Task statement.
Find every line below where the string "wheel" shows up, and copy those lines.

Information.
· · · · · · ·

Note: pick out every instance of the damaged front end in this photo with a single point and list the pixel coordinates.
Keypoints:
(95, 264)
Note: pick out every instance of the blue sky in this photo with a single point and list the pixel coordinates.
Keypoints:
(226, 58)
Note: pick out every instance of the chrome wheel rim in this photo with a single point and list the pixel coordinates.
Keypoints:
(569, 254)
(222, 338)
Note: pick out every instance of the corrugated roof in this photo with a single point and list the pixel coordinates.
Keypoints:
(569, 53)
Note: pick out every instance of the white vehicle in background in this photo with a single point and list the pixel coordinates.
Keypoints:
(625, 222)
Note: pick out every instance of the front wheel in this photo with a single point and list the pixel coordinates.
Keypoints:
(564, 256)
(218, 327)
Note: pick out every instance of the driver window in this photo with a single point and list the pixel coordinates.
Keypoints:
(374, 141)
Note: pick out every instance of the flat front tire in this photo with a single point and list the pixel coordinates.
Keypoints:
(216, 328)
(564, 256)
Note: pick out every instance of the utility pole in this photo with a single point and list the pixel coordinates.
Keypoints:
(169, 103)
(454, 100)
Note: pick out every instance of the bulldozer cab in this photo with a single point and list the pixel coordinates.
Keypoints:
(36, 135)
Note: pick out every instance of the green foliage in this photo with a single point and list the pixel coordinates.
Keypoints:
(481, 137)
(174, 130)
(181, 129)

· · · · · · ·

Your solution.
Note: pick out every instance of the chrome wheel rim in this photo with a single point and list the pixel coordinates.
Note: pick out every instance of the front wheel in this photo with a single point and list the pixel coordinates.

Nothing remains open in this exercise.